TASK INSTRUCTIONS
After dropping the pictures, give again exactly the lines of the data from its first line through the line with "like point(82, 27).", which is included as well.

[Records from a data collection]
----------------------------------------

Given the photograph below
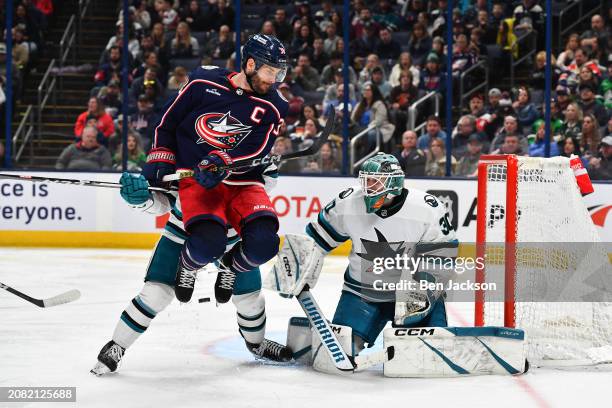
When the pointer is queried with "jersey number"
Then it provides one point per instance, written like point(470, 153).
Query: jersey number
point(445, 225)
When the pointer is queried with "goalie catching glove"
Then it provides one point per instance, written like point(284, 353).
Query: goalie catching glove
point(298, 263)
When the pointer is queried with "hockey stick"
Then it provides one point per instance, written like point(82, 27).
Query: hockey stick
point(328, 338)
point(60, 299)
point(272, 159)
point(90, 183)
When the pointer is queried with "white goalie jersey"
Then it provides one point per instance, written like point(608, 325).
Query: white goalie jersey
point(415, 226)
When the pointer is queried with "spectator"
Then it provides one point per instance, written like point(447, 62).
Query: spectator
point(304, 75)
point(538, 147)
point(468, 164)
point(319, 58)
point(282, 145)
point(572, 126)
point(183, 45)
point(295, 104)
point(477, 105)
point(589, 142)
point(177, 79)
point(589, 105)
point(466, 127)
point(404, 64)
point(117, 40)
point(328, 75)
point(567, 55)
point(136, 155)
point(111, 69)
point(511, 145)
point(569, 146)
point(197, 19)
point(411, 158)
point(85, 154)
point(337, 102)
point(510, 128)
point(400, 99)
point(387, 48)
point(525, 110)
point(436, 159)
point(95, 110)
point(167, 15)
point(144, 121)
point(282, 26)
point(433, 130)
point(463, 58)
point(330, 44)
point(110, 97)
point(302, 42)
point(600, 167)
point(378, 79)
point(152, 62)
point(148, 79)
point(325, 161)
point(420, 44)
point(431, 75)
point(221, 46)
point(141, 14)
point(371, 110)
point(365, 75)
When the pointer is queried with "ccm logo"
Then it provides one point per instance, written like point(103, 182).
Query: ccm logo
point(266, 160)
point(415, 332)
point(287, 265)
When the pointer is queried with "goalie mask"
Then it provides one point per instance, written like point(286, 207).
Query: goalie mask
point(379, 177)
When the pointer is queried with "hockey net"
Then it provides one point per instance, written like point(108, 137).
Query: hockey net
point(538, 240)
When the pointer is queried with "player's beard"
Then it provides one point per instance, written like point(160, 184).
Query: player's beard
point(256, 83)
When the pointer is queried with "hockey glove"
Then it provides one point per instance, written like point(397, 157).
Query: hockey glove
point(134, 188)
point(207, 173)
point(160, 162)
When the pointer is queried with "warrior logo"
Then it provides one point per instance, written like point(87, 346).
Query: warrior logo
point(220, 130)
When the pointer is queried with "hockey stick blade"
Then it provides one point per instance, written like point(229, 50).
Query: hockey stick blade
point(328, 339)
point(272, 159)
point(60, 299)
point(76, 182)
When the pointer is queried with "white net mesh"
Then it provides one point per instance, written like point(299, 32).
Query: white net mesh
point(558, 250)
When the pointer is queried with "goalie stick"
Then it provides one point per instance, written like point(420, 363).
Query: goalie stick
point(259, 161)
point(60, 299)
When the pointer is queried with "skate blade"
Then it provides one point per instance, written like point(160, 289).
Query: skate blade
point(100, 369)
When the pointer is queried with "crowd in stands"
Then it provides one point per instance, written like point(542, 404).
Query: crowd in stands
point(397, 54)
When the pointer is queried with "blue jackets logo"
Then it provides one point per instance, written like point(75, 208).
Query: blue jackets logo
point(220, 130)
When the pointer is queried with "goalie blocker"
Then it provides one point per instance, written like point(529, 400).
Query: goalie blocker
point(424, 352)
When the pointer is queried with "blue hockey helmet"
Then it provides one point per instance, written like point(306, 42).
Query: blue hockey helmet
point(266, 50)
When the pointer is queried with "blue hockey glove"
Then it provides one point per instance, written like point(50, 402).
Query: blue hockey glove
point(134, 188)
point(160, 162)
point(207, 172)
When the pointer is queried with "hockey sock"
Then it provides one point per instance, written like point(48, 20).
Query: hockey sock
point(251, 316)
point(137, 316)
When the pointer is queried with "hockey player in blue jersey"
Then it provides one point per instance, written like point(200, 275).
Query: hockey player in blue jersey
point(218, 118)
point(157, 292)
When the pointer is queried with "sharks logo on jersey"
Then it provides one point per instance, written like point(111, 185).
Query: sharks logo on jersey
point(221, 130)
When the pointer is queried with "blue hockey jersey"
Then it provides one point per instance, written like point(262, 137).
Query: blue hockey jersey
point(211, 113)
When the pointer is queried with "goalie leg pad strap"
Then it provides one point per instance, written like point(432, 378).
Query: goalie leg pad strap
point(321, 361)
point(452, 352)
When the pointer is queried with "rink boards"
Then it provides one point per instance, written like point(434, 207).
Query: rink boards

----------------------------------------

OUTPUT OF THE TASK
Given the photograph below
When the pointer is queried with "jersey number"
Then it provides one point per instance, written like point(470, 153).
Query: jersey number
point(445, 225)
When the pointer is queried with "goalie catching glove"
Then it provides one point per instance, written like point(284, 353).
Query: goalie catching glove
point(298, 263)
When the pointer is queried with "hockey stick"
Then it provides one point per instance, written like point(82, 27).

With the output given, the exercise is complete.